What you are asked to do
Give the lines of the entries below as a JSON list of strings, one string per line and no blank lines. Begin at the line that has "written like <point>188,202</point>." and stop after the line that has "<point>143,126</point>".

Raw data

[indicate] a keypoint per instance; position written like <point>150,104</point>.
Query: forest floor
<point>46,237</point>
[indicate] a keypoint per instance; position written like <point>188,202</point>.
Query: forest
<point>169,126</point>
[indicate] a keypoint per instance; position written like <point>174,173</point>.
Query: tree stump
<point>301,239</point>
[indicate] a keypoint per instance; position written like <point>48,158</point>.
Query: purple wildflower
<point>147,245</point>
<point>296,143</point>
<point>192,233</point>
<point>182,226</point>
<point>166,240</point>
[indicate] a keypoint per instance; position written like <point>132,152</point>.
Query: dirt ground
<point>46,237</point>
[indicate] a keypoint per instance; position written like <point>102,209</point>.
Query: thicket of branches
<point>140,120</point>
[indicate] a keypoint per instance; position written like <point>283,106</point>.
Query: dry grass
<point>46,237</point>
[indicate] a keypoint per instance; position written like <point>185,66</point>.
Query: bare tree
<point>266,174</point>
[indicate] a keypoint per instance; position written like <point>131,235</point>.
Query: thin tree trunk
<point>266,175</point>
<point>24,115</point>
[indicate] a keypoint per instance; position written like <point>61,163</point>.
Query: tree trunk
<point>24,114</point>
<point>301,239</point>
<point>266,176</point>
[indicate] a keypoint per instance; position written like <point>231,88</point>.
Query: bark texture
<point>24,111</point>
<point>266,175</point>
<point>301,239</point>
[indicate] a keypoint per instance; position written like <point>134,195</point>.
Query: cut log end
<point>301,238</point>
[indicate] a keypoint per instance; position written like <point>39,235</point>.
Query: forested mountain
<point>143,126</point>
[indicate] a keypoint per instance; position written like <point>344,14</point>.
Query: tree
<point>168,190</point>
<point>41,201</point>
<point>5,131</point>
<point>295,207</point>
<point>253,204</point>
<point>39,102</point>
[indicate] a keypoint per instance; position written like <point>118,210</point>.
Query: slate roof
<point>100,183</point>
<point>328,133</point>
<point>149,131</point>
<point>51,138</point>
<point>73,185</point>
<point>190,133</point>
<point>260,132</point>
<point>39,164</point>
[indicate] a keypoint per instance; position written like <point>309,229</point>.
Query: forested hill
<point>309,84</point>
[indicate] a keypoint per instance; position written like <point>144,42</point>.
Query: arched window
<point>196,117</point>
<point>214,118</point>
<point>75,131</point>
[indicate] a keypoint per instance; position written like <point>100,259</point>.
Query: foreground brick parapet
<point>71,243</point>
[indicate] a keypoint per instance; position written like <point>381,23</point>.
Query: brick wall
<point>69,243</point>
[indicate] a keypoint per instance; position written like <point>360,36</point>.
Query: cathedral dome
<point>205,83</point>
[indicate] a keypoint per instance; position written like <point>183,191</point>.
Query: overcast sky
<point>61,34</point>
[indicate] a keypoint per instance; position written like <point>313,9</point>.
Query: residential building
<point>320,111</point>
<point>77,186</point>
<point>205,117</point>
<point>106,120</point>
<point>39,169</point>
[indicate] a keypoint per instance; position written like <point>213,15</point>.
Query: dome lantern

Correct output
[
  "[indicate] a keypoint per instance; position written like <point>188,202</point>.",
  "Query: forest",
  "<point>169,126</point>",
  "[indicate] a keypoint per instance; position written like <point>174,173</point>.",
  "Query: tree stump",
  "<point>301,239</point>",
  "[indicate] a keypoint per instance; position written like <point>48,158</point>.",
  "Query: purple wildflower",
  "<point>147,245</point>",
  "<point>296,143</point>",
  "<point>192,233</point>",
  "<point>182,226</point>",
  "<point>166,240</point>",
  "[indicate] a keypoint per instance; position written like <point>132,152</point>.",
  "Query: dirt ground",
  "<point>46,237</point>",
  "[indicate] a keypoint per instance; position written like <point>102,209</point>.",
  "Query: thicket of branches",
  "<point>140,120</point>",
  "[indicate] a keypoint per instance; position written like <point>283,106</point>.",
  "Query: dry grass",
  "<point>46,237</point>",
  "[indicate] a keypoint per instance; position written like <point>185,66</point>.",
  "Query: bare tree",
  "<point>266,174</point>",
  "[indicate] a keypoint per instance; position written like <point>131,235</point>.",
  "Query: thin tree trunk",
  "<point>266,175</point>",
  "<point>24,115</point>",
  "[indicate] a keypoint per instance; position written like <point>61,163</point>.",
  "Query: tree trunk",
  "<point>24,114</point>",
  "<point>301,239</point>",
  "<point>266,176</point>",
  "[indicate] a keypoint per instance; position written like <point>231,88</point>.",
  "Query: bark texture",
  "<point>24,111</point>",
  "<point>266,175</point>",
  "<point>301,239</point>",
  "[indicate] a keypoint per instance; position written like <point>134,195</point>.",
  "Query: cut log end",
  "<point>301,238</point>",
  "[indicate] a keypoint per instance; position written like <point>39,235</point>.",
  "Query: forested mountain",
  "<point>143,126</point>"
]